Intervention de Colette Mélot

Réunion du 26 avril 2016 à 14h30
République numérique — Discussion en procédure accélérée d'un projet de loi dans le texte de la commission

Photo de Colette MélotColette Mélot, rapporteur pour avis :

Monsieur le président, madame la secrétaire d’État, mes chers collègues, la commission de la culture, de l’éducation et de la communication s’est vu déléguer au fond le chapitre II du titre Ier du projet de loi pour une République numérique, consacré à l’économie du savoir, à l’exception de l’article 18.

Nos débats se sont concentrés, pour l’essentiel, sur les articles 17, 18 bis et 18 ter, qui soulèvent la délicate question du juste équilibre qu’il convient de maintenir entre le respect de la propriété intellectuelle et le développement de la recherche publique, dans un contexte où le numérique modifie les pratiques en profondeur. Cet équilibre, résultat d’un compromis malaisé entre les intérêts des parties, ne fut pas facile à trouver, la liberté des uns ne devant pas entraîner de trop lourds désavantages pour les autres.

Internet et le développement de réseaux sociaux scientifiques ont des conséquences considérables sur la science, en permettant une diffusion très rapide des connaissances dans tous les pays et en facilitant grandement les recherches bibliographiques.

Pourtant, la forte augmentation du nombre de revues créées et d’articles publiés chaque année s’accompagne paradoxalement d’un accès plus limité des chercheurs aux publications et d’un renchérissement global des dépenses d’acquisition. Deux facteurs sont en cause : l’augmentation spectaculaire des coûts des abonnements par certains éditeurs et la cession des droits d’auteur du chercheur au profit de l’éditeur, de plus en plus souvent perçue comme une véritable confiscation, dans la mesure où elle est généralement réalisée à titre exclusif et gracieux.

[Entrées de pointage et d'étiquetage]
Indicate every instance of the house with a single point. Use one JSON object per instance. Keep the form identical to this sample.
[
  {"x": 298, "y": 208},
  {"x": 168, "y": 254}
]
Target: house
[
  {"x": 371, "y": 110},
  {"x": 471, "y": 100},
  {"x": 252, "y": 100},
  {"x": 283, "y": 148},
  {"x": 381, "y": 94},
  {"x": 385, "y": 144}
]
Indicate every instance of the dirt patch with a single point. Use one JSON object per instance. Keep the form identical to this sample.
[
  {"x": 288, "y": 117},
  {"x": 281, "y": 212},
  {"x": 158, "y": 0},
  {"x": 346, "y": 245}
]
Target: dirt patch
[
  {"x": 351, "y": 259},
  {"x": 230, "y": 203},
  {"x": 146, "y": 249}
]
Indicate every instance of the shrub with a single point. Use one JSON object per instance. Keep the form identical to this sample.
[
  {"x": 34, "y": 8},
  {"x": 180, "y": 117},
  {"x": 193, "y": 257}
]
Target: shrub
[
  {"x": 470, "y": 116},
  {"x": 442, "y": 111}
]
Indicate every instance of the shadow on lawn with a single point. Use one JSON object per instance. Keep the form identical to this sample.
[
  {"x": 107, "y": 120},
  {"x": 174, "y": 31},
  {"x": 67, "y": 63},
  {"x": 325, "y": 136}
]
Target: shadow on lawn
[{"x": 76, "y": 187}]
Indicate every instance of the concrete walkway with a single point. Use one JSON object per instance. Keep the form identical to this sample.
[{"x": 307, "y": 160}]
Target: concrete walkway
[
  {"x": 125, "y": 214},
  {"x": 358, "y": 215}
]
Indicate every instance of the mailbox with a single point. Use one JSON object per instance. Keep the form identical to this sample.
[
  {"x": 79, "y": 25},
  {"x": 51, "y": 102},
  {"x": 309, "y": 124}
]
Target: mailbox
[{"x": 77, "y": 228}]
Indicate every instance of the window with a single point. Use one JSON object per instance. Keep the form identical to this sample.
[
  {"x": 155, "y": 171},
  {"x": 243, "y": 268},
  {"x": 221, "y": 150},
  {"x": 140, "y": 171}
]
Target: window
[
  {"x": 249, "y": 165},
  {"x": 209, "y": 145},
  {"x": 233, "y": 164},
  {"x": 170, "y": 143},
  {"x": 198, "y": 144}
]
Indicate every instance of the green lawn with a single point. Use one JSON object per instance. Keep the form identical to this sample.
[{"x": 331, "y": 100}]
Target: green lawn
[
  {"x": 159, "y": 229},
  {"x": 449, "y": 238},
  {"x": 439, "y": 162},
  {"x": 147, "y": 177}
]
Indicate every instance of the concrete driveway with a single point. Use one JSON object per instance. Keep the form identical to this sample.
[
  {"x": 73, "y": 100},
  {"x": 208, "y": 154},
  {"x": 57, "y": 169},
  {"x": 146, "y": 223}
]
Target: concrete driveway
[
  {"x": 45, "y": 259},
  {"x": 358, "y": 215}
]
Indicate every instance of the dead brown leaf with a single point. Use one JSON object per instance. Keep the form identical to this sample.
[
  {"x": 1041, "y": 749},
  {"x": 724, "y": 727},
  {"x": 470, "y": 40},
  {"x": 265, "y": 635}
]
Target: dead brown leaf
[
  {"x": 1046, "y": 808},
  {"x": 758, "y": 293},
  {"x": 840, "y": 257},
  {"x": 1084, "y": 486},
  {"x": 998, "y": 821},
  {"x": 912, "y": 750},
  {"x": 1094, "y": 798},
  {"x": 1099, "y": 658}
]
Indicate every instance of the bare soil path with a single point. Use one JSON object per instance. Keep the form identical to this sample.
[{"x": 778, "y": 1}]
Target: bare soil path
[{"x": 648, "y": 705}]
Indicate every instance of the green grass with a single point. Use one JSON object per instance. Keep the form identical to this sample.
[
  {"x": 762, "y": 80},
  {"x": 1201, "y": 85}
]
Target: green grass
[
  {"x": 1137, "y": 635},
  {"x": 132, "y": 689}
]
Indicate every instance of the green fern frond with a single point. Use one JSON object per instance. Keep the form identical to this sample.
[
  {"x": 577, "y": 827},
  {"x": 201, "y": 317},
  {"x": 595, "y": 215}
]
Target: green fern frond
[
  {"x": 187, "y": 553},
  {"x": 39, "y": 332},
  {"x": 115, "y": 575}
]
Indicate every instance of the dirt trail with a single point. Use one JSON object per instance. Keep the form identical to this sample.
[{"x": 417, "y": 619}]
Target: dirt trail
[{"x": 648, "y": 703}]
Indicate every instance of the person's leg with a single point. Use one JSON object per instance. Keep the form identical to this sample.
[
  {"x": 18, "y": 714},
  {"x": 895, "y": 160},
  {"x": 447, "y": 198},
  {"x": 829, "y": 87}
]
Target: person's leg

Problème à résoudre: Pourriez-vous extraire en entier, sans la moindre modification, le texte de l'intervention de Colette Mélot ? Ces entrées ne sont d'aucune utilité ici.

Réponse au problème:
Intervention de Colette Mélot

Réunion du 26 avril 2016 à 14h30
République numérique — Discussion en procédure accélérée d'un projet de loi dans le texte de la commission

Photo de Colette MélotColette Mélot, rapporteur pour avis :

Monsieur le président, madame la secrétaire d’État, mes chers collègues, la commission de la culture, de l’éducation et de la communication s’est vu déléguer au fond le chapitre II du titre Ier du projet de loi pour une République numérique, consacré à l’économie du savoir, à l’exception de l’article 18.

Nos débats se sont concentrés, pour l’essentiel, sur les articles 17, 18 bis et 18 ter, qui soulèvent la délicate question du juste équilibre qu’il convient de maintenir entre le respect de la propriété intellectuelle et le développement de la recherche publique, dans un contexte où le numérique modifie les pratiques en profondeur. Cet équilibre, résultat d’un compromis malaisé entre les intérêts des parties, ne fut pas facile à trouver, la liberté des uns ne devant pas entraîner de trop lourds désavantages pour les autres.

Internet et le développement de réseaux sociaux scientifiques ont des conséquences considérables sur la science, en permettant une diffusion très rapide des connaissances dans tous les pays et en facilitant grandement les recherches bibliographiques.

Pourtant, la forte augmentation du nombre de revues créées et d’articles publiés chaque année s’accompagne paradoxalement d’un accès plus limité des chercheurs aux publications et d’un renchérissement global des dépenses d’acquisition. Deux facteurs sont en cause : l’augmentation spectaculaire des coûts des abonnements par certains éditeurs et la cession des droits d’auteur du chercheur au profit de l’éditeur, de plus en plus souvent perçue comme une véritable confiscation, dans la mesure où elle est généralement réalisée à titre exclusif et gracieux.